● Your objective:
Reproduce everything from the line containing "Target: man in dark suit" down through the line containing "340L757 338L757 304L746", changing "dark suit" to "navy suit" and keeping all else the same. Leave the pictures out of your answer.

== Task material ==

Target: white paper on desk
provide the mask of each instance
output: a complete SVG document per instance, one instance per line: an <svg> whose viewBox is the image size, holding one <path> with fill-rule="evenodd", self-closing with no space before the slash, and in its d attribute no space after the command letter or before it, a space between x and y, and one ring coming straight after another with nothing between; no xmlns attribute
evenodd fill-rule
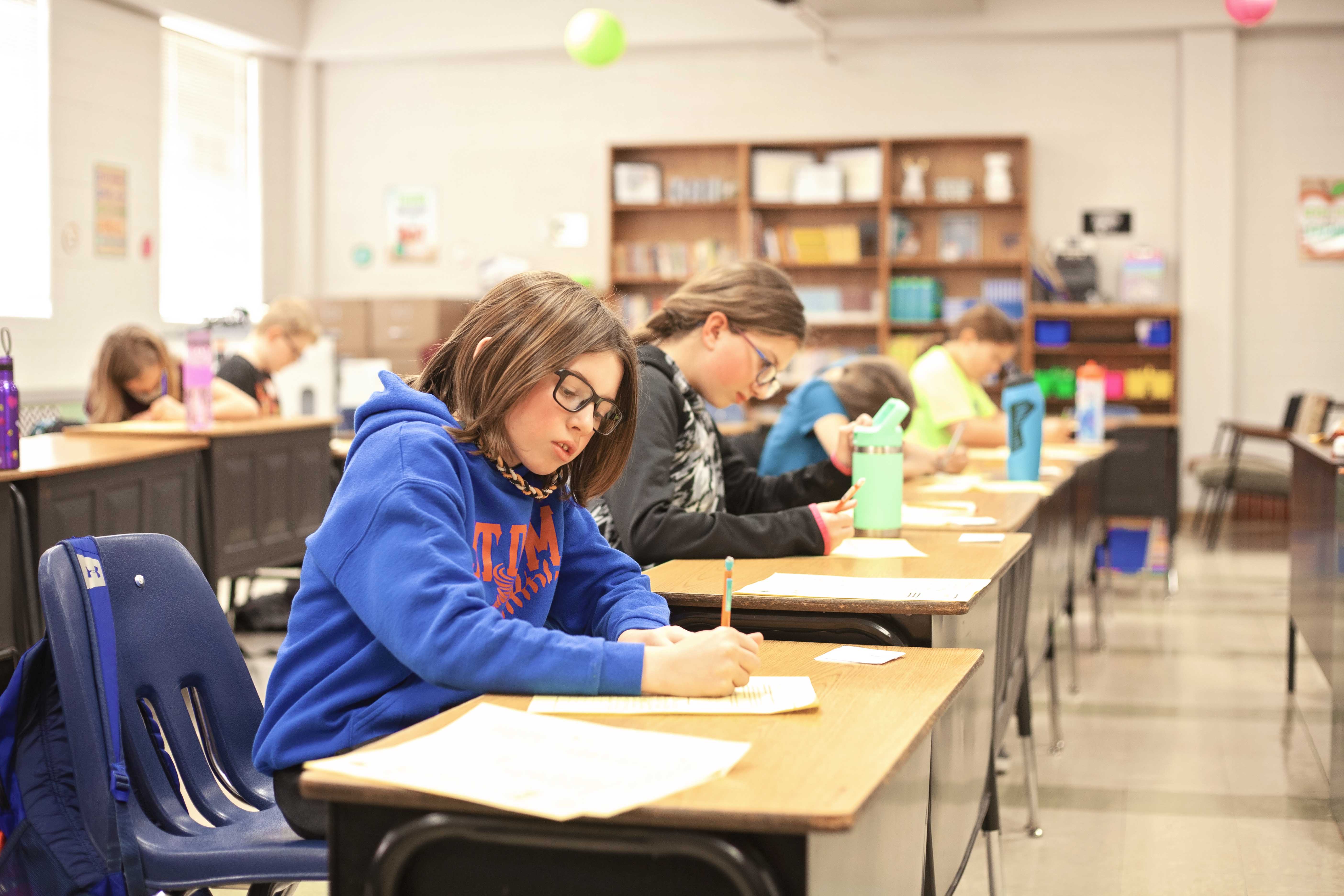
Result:
<svg viewBox="0 0 1344 896"><path fill-rule="evenodd" d="M981 478L984 477L969 473L964 476L939 476L933 482L921 482L918 488L921 494L962 494L976 488L976 482Z"/></svg>
<svg viewBox="0 0 1344 896"><path fill-rule="evenodd" d="M528 712L591 716L769 716L820 705L806 676L754 676L727 697L532 697Z"/></svg>
<svg viewBox="0 0 1344 896"><path fill-rule="evenodd" d="M906 656L905 650L874 650L872 647L852 647L847 645L835 650L827 650L817 657L817 662L862 662L868 666L880 666L903 656Z"/></svg>
<svg viewBox="0 0 1344 896"><path fill-rule="evenodd" d="M1032 480L985 480L976 485L978 492L996 494L1052 494L1054 489Z"/></svg>
<svg viewBox="0 0 1344 896"><path fill-rule="evenodd" d="M304 767L566 821L610 818L722 778L750 748L482 703L423 737Z"/></svg>
<svg viewBox="0 0 1344 896"><path fill-rule="evenodd" d="M845 600L970 600L989 579L891 579L775 572L738 594Z"/></svg>
<svg viewBox="0 0 1344 896"><path fill-rule="evenodd" d="M1007 455L1005 455L1007 457ZM1067 445L1042 445L1040 457L1050 458L1051 461L1068 461L1070 463L1086 463L1087 461L1095 461L1098 455L1089 451L1081 451Z"/></svg>
<svg viewBox="0 0 1344 896"><path fill-rule="evenodd" d="M905 539L845 539L831 552L833 557L926 557Z"/></svg>

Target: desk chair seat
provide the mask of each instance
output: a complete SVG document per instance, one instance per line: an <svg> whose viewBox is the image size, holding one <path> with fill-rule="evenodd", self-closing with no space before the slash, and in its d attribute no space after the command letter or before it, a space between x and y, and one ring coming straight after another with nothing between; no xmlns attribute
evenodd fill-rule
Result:
<svg viewBox="0 0 1344 896"><path fill-rule="evenodd" d="M251 764L261 700L195 560L164 535L95 541L116 629L130 827L148 892L325 880L327 844L289 829L270 778ZM81 814L94 842L105 852L120 842L125 856L109 822L101 685L78 570L67 545L47 551L42 602L67 721L79 719L70 742L85 785Z"/></svg>

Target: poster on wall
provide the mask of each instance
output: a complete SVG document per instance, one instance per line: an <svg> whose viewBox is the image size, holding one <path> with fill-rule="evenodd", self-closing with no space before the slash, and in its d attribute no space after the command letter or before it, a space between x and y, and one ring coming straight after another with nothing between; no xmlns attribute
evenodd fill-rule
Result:
<svg viewBox="0 0 1344 896"><path fill-rule="evenodd" d="M93 167L93 254L126 255L126 169Z"/></svg>
<svg viewBox="0 0 1344 896"><path fill-rule="evenodd" d="M1344 261L1344 177L1302 177L1297 247L1306 261Z"/></svg>
<svg viewBox="0 0 1344 896"><path fill-rule="evenodd" d="M387 189L387 251L394 262L438 258L438 191L434 187Z"/></svg>

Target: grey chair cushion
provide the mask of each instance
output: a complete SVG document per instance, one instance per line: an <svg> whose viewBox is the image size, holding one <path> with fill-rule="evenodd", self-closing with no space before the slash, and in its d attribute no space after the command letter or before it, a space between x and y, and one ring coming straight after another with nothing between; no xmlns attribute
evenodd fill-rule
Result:
<svg viewBox="0 0 1344 896"><path fill-rule="evenodd" d="M1226 457L1202 457L1191 466L1195 478L1204 488L1219 488L1227 481ZM1293 467L1282 461L1255 454L1243 454L1236 461L1232 489L1288 497L1293 490Z"/></svg>

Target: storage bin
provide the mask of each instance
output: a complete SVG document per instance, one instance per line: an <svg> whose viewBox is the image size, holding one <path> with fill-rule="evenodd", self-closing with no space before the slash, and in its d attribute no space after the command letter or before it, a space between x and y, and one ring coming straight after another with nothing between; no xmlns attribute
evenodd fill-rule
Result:
<svg viewBox="0 0 1344 896"><path fill-rule="evenodd" d="M1125 371L1106 371L1106 400L1118 402L1125 398Z"/></svg>
<svg viewBox="0 0 1344 896"><path fill-rule="evenodd" d="M1042 348L1058 348L1068 345L1073 326L1068 321L1036 321L1036 345Z"/></svg>
<svg viewBox="0 0 1344 896"><path fill-rule="evenodd" d="M1165 348L1172 344L1172 322L1167 318L1140 317L1134 321L1134 339L1149 348Z"/></svg>

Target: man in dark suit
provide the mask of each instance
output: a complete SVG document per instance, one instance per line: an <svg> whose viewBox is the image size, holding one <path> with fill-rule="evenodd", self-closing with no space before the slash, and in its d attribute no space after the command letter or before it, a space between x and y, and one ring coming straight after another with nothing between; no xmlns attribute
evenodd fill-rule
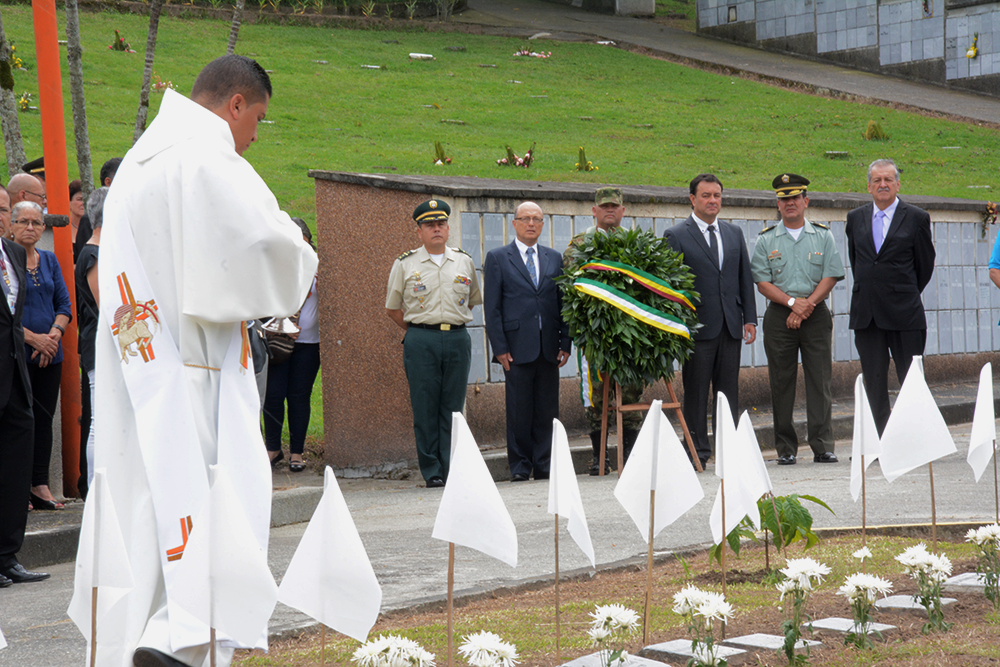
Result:
<svg viewBox="0 0 1000 667"><path fill-rule="evenodd" d="M559 369L569 359L562 296L554 278L562 255L538 243L542 209L524 202L514 212L517 238L491 250L483 269L483 313L494 360L506 375L510 481L534 473L547 479L552 420L559 416Z"/></svg>
<svg viewBox="0 0 1000 667"><path fill-rule="evenodd" d="M934 273L931 218L901 202L892 160L868 167L873 203L847 214L847 255L854 274L850 327L858 348L879 435L889 421L889 355L903 383L914 355L924 353L927 319L920 293Z"/></svg>
<svg viewBox="0 0 1000 667"><path fill-rule="evenodd" d="M740 340L757 338L757 304L746 240L735 225L718 219L722 183L714 174L691 181L693 212L663 236L684 255L701 295L695 306L701 329L695 333L694 354L684 364L684 420L691 431L702 468L712 455L708 443L708 392L712 404L721 391L736 418L739 404ZM715 410L712 410L713 425ZM717 433L713 426L713 432ZM690 456L690 455L689 455Z"/></svg>
<svg viewBox="0 0 1000 667"><path fill-rule="evenodd" d="M10 229L10 195L0 188L0 226ZM0 240L0 588L47 579L17 562L28 523L35 420L24 360L21 314L27 290L24 248Z"/></svg>

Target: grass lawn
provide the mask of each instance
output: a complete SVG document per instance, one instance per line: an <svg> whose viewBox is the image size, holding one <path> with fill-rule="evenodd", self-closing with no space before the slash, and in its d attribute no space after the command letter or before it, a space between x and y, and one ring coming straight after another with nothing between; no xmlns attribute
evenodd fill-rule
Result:
<svg viewBox="0 0 1000 667"><path fill-rule="evenodd" d="M33 68L29 8L5 6L3 14L8 37ZM96 170L131 144L147 20L88 12L81 24ZM107 49L116 28L140 53ZM165 16L156 74L188 93L202 65L223 52L228 30L224 21ZM238 51L272 70L275 87L272 122L260 127L247 157L281 205L310 222L311 168L670 186L713 171L727 187L757 189L768 188L779 171L795 171L817 190L858 192L865 166L888 155L904 170L904 195L970 198L989 191L968 186L1000 187L990 157L1000 152L1000 136L992 129L793 93L594 44L532 42L552 57L512 56L524 46L420 30L245 25ZM410 61L410 52L437 60ZM65 70L64 78L69 121ZM15 81L16 92L37 99L33 69L16 72ZM159 99L153 95L153 111ZM866 142L861 133L869 120L891 140ZM41 152L39 123L37 114L21 115L30 157ZM450 166L432 164L435 141L444 143ZM531 169L496 165L506 144L522 154L533 142ZM579 146L599 171L574 171ZM954 146L962 148L948 148ZM851 157L831 161L825 151Z"/></svg>
<svg viewBox="0 0 1000 667"><path fill-rule="evenodd" d="M889 579L893 594L912 595L916 584L903 574L894 557L917 540L899 537L868 537L868 547L873 557L867 563L867 572ZM806 613L814 619L839 616L851 617L847 601L837 595L844 578L861 571L861 566L851 554L861 545L860 535L826 539L808 552L801 543L788 550L789 558L809 556L831 568L831 573L806 603ZM928 543L928 548L930 544ZM939 542L939 551L952 560L954 572L975 569L974 551L965 543ZM771 550L771 567L782 567L783 559ZM730 555L731 556L731 555ZM744 547L739 559L730 559L726 591L727 600L734 607L734 616L727 627L727 637L752 633L780 635L784 614L774 582L764 569L764 550L761 547ZM718 565L709 565L705 552L686 560L673 560L654 567L654 589L650 614L650 643L686 638L684 619L674 613L673 595L688 584L704 590L722 592L721 572ZM643 608L646 573L643 568L630 568L623 572L598 573L594 577L580 577L560 586L561 600L561 662L555 659L554 597L551 586L518 593L501 593L495 597L470 602L455 609L455 634L461 637L480 630L499 634L505 641L517 646L523 665L555 667L570 659L594 652L586 634L589 614L598 604L622 604L640 614ZM440 591L443 594L443 591ZM432 594L432 591L428 591ZM947 633L921 634L925 616L891 611L876 611L875 621L897 626L886 633L883 640L876 640L875 647L859 651L844 646L838 633L821 633L823 646L812 651L811 664L829 666L893 665L894 667L950 667L988 665L1000 660L1000 615L982 594L952 594L958 602L945 607L945 621L955 625ZM786 598L787 602L787 598ZM417 613L388 614L379 618L370 637L385 633L401 634L418 641L435 653L437 664L447 663L447 633L444 610ZM716 624L716 639L719 638ZM641 647L641 631L626 646L634 654ZM358 642L336 633L327 633L327 664L348 665ZM238 651L234 664L243 667L304 667L319 664L319 636L310 634L298 639L272 643L271 651ZM772 651L756 651L737 664L778 667L787 665L784 656ZM456 665L464 665L461 658ZM682 665L683 662L673 662Z"/></svg>

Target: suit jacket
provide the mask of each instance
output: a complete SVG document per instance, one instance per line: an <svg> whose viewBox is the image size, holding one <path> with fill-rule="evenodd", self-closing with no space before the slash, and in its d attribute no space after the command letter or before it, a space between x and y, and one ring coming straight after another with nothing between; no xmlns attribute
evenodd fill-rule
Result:
<svg viewBox="0 0 1000 667"><path fill-rule="evenodd" d="M695 302L701 329L695 340L712 340L726 327L733 338L743 338L744 324L757 324L757 302L746 239L739 227L721 220L722 268L719 258L708 247L694 216L663 233L670 247L684 255L684 263L695 276L695 290L701 295Z"/></svg>
<svg viewBox="0 0 1000 667"><path fill-rule="evenodd" d="M21 326L21 315L24 312L24 297L28 290L27 254L24 248L8 241L0 239L3 243L4 252L10 258L13 266L8 266L7 270L13 270L17 276L17 301L14 304L14 313L11 314L7 307L6 298L0 303L0 408L7 405L10 398L11 387L17 375L21 376L28 394L28 402L31 402L31 382L28 380L28 367L24 359L24 327Z"/></svg>
<svg viewBox="0 0 1000 667"><path fill-rule="evenodd" d="M540 244L535 249L538 287L528 276L516 242L491 250L483 267L483 314L493 354L509 353L516 364L530 363L539 355L557 363L559 350L569 352L571 343L562 319L562 292L554 280L562 275L562 255Z"/></svg>
<svg viewBox="0 0 1000 667"><path fill-rule="evenodd" d="M865 329L874 322L890 331L926 329L920 293L934 273L931 218L900 201L876 253L873 208L865 204L847 214L847 255L854 274L850 327Z"/></svg>

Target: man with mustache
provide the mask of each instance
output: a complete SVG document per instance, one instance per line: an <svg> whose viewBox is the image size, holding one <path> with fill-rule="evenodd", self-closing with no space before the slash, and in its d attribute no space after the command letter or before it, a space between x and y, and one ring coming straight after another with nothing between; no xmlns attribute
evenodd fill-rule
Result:
<svg viewBox="0 0 1000 667"><path fill-rule="evenodd" d="M889 356L903 383L910 361L924 353L927 319L920 293L934 273L931 218L899 200L892 160L868 167L873 203L847 214L847 254L854 274L850 327L879 435L889 421Z"/></svg>

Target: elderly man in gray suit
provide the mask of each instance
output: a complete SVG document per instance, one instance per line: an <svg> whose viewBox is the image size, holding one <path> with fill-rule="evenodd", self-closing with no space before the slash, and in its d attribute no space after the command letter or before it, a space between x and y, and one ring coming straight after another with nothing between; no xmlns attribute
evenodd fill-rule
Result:
<svg viewBox="0 0 1000 667"><path fill-rule="evenodd" d="M757 338L757 305L754 301L750 257L743 233L718 219L722 209L722 182L714 174L699 174L691 181L692 214L664 232L670 247L684 255L701 295L695 303L701 329L694 337L694 354L684 364L684 420L702 468L712 455L708 443L708 390L713 405L721 391L736 418L739 403L740 340L750 345ZM713 420L715 411L712 411ZM713 432L718 431L714 428Z"/></svg>

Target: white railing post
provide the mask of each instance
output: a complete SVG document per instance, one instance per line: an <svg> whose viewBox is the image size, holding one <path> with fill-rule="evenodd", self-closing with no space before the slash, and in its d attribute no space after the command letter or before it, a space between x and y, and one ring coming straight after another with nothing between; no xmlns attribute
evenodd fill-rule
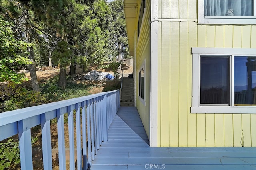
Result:
<svg viewBox="0 0 256 170"><path fill-rule="evenodd" d="M94 156L95 155L95 147L94 143L94 104L92 99L90 100L90 120L91 122L91 139L92 140L92 160L94 160Z"/></svg>
<svg viewBox="0 0 256 170"><path fill-rule="evenodd" d="M69 167L70 169L75 169L75 148L74 139L74 110L75 105L68 106L68 139L69 140Z"/></svg>
<svg viewBox="0 0 256 170"><path fill-rule="evenodd" d="M98 138L97 137L97 113L96 113L96 99L95 98L94 98L93 99L93 119L94 119L94 153L95 154L97 154L97 149L98 149Z"/></svg>
<svg viewBox="0 0 256 170"><path fill-rule="evenodd" d="M90 101L89 100L86 100L86 121L87 121L87 137L88 138L88 164L90 164L92 163L92 139L91 135L91 128L90 124Z"/></svg>
<svg viewBox="0 0 256 170"><path fill-rule="evenodd" d="M22 170L32 170L31 132L26 121L25 119L18 122L20 166Z"/></svg>
<svg viewBox="0 0 256 170"><path fill-rule="evenodd" d="M103 141L104 142L108 141L108 123L107 123L107 95L104 95L102 100L102 115L103 126Z"/></svg>
<svg viewBox="0 0 256 170"><path fill-rule="evenodd" d="M43 149L44 169L52 169L52 142L51 139L51 123L50 114L46 112L41 115L42 143Z"/></svg>
<svg viewBox="0 0 256 170"><path fill-rule="evenodd" d="M77 158L77 169L82 169L81 146L81 103L76 104L76 155ZM83 130L83 132L84 131ZM85 148L86 149L86 148ZM71 168L70 168L71 169Z"/></svg>
<svg viewBox="0 0 256 170"><path fill-rule="evenodd" d="M82 103L82 123L83 135L83 169L87 170L88 168L87 164L87 147L86 143L86 103L85 101ZM79 169L78 165L78 169Z"/></svg>
<svg viewBox="0 0 256 170"><path fill-rule="evenodd" d="M59 150L59 166L61 170L66 170L66 153L64 135L64 115L66 112L65 108L57 110L57 129L58 131L58 145Z"/></svg>

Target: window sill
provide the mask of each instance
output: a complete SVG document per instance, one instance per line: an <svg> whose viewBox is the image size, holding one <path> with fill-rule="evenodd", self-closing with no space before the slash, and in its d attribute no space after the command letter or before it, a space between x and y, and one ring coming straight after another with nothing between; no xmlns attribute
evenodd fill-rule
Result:
<svg viewBox="0 0 256 170"><path fill-rule="evenodd" d="M199 24L212 25L256 25L256 17L240 18L234 16L227 18L226 17L214 18L213 16L205 16L200 21Z"/></svg>
<svg viewBox="0 0 256 170"><path fill-rule="evenodd" d="M200 106L191 107L191 113L255 114L256 106Z"/></svg>

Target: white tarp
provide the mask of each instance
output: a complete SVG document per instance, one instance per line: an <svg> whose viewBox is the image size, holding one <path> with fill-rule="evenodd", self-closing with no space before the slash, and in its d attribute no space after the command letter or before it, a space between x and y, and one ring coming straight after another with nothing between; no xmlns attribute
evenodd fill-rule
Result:
<svg viewBox="0 0 256 170"><path fill-rule="evenodd" d="M111 76L107 76L108 75L110 75ZM109 77L110 77L110 78ZM95 70L91 71L86 74L84 76L84 78L90 80L102 80L107 78L110 80L113 80L114 79L112 78L114 78L113 76L109 73L106 72L99 72Z"/></svg>

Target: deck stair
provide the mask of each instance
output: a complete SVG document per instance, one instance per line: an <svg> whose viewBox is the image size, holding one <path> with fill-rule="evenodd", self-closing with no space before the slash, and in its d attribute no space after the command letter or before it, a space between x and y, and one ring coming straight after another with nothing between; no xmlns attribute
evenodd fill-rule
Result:
<svg viewBox="0 0 256 170"><path fill-rule="evenodd" d="M121 106L134 106L133 78L124 77L121 93L120 105Z"/></svg>
<svg viewBox="0 0 256 170"><path fill-rule="evenodd" d="M121 107L91 170L255 170L255 147L150 147L137 109Z"/></svg>

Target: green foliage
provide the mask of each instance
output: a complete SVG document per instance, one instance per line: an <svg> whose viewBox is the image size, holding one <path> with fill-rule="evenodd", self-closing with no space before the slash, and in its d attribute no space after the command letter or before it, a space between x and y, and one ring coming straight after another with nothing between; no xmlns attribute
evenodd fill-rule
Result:
<svg viewBox="0 0 256 170"><path fill-rule="evenodd" d="M88 92L89 86L82 84L68 82L66 88L62 89L58 86L58 77L56 76L42 84L42 95L46 101L51 102L90 94Z"/></svg>
<svg viewBox="0 0 256 170"><path fill-rule="evenodd" d="M110 37L112 38L108 43L110 48L111 47L112 49L113 57L121 54L124 58L129 58L123 1L112 1L109 6L112 17L109 28Z"/></svg>
<svg viewBox="0 0 256 170"><path fill-rule="evenodd" d="M72 61L72 52L68 47L66 41L60 41L58 43L57 47L52 53L52 60L56 65L61 66L67 66Z"/></svg>
<svg viewBox="0 0 256 170"><path fill-rule="evenodd" d="M21 109L37 103L44 103L46 98L40 92L26 89L25 88L16 88L13 94L8 94L9 98L3 104L3 111Z"/></svg>
<svg viewBox="0 0 256 170"><path fill-rule="evenodd" d="M120 69L119 66L121 65L121 63L120 62L112 62L109 64L109 68L112 69L112 71L114 72L115 75L115 78L116 80L117 77L120 73L118 73L118 69Z"/></svg>
<svg viewBox="0 0 256 170"><path fill-rule="evenodd" d="M37 137L31 137L31 143L33 144L38 140ZM19 142L10 139L7 141L0 143L0 169L3 170L10 168L12 164L17 164L20 162Z"/></svg>
<svg viewBox="0 0 256 170"><path fill-rule="evenodd" d="M0 80L20 83L25 80L24 75L17 72L31 63L26 56L28 44L14 37L14 25L2 18L0 18Z"/></svg>
<svg viewBox="0 0 256 170"><path fill-rule="evenodd" d="M6 142L0 143L1 170L8 168L12 163L16 164L20 162L19 143L13 141L10 139Z"/></svg>

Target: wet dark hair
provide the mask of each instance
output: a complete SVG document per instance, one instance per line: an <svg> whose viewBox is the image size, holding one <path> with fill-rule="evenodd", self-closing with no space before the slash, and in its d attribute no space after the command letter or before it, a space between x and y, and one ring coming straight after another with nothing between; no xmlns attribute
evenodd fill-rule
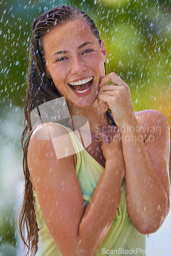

===

● Solution for this problem:
Target: man in navy suit
provide the mask of each instance
output: a complete SVG document per instance, one instance per line: an <svg> whose viewBox is the image size, holding one <path> with fill-rule="evenodd", self-closing with no space before the slash, and in its d attribute no space after the command letter or before it, a space between x and y, and one ring coming straight after another with nothing between; no xmlns attribute
evenodd fill-rule
Result:
<svg viewBox="0 0 1000 667"><path fill-rule="evenodd" d="M559 369L569 359L562 296L554 278L562 255L538 243L542 209L524 202L514 212L517 238L491 250L483 269L483 313L494 360L506 375L510 481L534 473L547 479L552 420L559 416Z"/></svg>
<svg viewBox="0 0 1000 667"><path fill-rule="evenodd" d="M934 273L931 218L901 202L892 160L868 167L873 203L847 214L847 255L854 274L850 327L858 348L879 435L889 421L889 355L903 383L914 355L924 353L927 319L920 293Z"/></svg>
<svg viewBox="0 0 1000 667"><path fill-rule="evenodd" d="M740 340L757 338L757 304L746 240L735 225L718 219L722 183L714 174L691 181L693 212L663 236L684 255L701 295L695 306L701 329L695 333L694 354L684 364L684 420L691 431L702 468L712 455L708 443L708 392L712 404L721 391L736 418L739 404ZM715 410L712 410L713 425ZM717 433L713 426L713 432ZM690 456L690 455L689 455Z"/></svg>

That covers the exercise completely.